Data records
════════
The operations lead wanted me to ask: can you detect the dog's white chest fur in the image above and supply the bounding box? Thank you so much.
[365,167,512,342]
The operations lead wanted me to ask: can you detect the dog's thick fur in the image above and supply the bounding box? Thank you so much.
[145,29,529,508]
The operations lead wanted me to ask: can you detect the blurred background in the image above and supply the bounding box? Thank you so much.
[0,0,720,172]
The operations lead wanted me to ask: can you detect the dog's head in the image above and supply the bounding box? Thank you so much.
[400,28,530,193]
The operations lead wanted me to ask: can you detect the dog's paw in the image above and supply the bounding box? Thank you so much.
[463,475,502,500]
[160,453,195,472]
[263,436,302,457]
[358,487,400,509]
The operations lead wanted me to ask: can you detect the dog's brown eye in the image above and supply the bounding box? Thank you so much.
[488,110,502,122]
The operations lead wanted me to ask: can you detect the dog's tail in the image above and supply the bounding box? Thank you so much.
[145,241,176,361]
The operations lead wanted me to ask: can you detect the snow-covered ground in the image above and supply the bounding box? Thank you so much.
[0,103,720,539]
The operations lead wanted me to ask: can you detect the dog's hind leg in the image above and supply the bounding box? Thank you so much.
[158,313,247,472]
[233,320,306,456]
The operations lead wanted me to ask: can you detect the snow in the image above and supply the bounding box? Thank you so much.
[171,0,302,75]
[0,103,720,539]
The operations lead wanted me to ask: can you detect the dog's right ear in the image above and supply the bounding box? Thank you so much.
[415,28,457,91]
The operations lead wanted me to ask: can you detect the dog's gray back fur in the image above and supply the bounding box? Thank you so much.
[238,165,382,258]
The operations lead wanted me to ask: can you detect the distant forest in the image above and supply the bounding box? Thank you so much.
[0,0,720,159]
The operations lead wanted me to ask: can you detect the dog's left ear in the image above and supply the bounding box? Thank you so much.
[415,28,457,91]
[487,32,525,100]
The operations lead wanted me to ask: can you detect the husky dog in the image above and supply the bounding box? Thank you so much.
════════
Given task:
Rewrite all of the records above as a numbered list, leaving out any blank lines.

Problem solution:
1. The operations lead wanted me to ask: can you detect the dog's white chest fur in the image above and supply the bounding box? Thank you so much.
2. [365,167,512,342]
3. The operations lead wanted me to ask: can you detect the dog's thick fur in the image above and supply the bounding box? Thank you so much.
4. [145,29,529,508]
5. The operations lead wanted me to ask: can you detect the blurred background in the image above and supply the bounding box? Thank you so much.
6. [0,0,720,172]
7. The operations lead wanted me to ask: can you detect the dog's head in the image above and supply the bounding box? Thank you so much.
8. [400,28,530,193]
9. The operations lead wanted me to ask: can you detect the dog's paw in the image above and supply the bounding box? Thank you so much.
10. [463,475,502,500]
11. [160,453,195,472]
12. [263,436,302,457]
13. [358,487,400,509]
14. The operations lead wanted me to ask: can you detect the dog's brown eye in the image above and supply the bounding box? Thank you so much.
15. [488,110,502,122]
16. The operations lead wanted me to ask: can you detect the dog's tail in the image above and supply the bounding box? Thank you so much.
17. [145,241,176,361]
18. The operations lead wanted me to ask: can you detect the snow-covered ground in the image above and supply the bounding box? Thank you so much.
19. [0,103,720,539]
20. The operations lead wanted me to ask: can you detect the dog's hind leg in the image above and supply the bounding box? Thank you so much.
21. [158,313,247,472]
22. [233,320,306,456]
23. The operations lead wanted me to ask: can you detect the snow in the image above and supply the bounding box? Thank you so much.
24. [171,0,302,75]
25. [0,103,720,539]
26. The operations lead wanted me to ask: can you detect the dog's right ear in the image above and supply the bounding box? Thank you so much.
27. [415,28,457,91]
28. The operations lead wanted me to ask: can you detect the dog's gray back fur in the image above and supply the bounding box? Thank you so much.
29. [238,165,382,258]
30. The operations lead wanted me to ask: can you detect the distant forest in the image above and supply the bounding box? Thank you so much.
31. [0,0,720,159]
32. The operations lead wanted me to ask: can you detect the dog's left ear in the image above and supply the bounding box? Thank you so much.
33. [415,28,457,91]
34. [487,32,525,100]
35. The operations lead wanted me to ask: can you detect the husky dog in the image above and supply the bounding box? Thank you so much.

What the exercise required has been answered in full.